Stored entries:
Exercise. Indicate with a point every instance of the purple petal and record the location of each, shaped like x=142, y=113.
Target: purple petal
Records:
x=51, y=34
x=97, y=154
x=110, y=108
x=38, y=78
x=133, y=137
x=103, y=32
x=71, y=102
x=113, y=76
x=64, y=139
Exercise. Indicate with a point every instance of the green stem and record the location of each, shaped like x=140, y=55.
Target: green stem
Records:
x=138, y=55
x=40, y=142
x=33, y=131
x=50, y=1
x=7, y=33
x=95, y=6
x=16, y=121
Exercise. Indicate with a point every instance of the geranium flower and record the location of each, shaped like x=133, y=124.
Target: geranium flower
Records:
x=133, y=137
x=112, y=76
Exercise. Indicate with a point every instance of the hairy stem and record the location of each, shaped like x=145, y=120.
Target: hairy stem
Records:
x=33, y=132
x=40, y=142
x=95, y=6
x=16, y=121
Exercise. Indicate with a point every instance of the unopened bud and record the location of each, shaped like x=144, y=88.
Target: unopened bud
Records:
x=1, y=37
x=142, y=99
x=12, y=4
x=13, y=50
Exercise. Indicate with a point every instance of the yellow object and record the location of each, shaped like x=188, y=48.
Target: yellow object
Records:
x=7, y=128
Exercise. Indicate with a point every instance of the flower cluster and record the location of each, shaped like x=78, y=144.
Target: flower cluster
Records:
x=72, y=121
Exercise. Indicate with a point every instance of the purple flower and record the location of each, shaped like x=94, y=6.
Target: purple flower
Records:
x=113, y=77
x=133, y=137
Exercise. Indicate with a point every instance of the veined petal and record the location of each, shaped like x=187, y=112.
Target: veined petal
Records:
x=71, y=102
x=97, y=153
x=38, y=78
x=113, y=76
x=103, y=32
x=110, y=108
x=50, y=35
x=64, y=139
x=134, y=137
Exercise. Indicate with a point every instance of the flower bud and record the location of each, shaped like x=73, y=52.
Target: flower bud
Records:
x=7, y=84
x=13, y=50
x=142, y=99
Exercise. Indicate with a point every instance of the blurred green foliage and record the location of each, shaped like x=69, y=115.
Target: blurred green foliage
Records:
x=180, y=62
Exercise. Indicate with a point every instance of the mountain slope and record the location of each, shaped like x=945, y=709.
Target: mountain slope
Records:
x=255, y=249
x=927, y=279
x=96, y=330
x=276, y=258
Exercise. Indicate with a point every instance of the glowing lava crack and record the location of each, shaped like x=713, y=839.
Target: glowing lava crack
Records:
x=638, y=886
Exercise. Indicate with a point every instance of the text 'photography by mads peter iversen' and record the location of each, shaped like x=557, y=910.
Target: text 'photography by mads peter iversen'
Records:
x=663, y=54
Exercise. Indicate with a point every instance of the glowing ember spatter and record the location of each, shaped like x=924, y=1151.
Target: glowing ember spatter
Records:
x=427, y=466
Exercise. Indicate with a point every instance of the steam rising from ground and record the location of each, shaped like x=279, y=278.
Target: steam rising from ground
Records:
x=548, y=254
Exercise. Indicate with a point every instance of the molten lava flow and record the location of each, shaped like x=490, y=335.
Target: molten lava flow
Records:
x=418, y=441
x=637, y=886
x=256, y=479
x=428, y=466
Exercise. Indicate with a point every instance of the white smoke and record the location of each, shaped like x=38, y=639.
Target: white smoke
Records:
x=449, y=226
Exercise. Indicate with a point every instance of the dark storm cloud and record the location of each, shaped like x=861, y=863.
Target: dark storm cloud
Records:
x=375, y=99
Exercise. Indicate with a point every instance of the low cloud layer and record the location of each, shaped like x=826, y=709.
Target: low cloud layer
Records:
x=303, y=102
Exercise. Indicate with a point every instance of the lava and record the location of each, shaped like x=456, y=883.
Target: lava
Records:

What to produce:
Could you please copy the lines above exactly, beginning at the first and ending at the line that contains "Target: green stem"?

Task answer:
Exercise. Indicate with a point every instance of the purple petal and record the location of each, shaped like x=142, y=113.
Target: purple petal
Records:
x=51, y=34
x=97, y=154
x=110, y=108
x=38, y=78
x=133, y=137
x=103, y=32
x=71, y=102
x=113, y=76
x=64, y=139
Exercise. Indicate with a point every instance of the green stem and record the location of each, shaped like x=140, y=55.
Target: green stem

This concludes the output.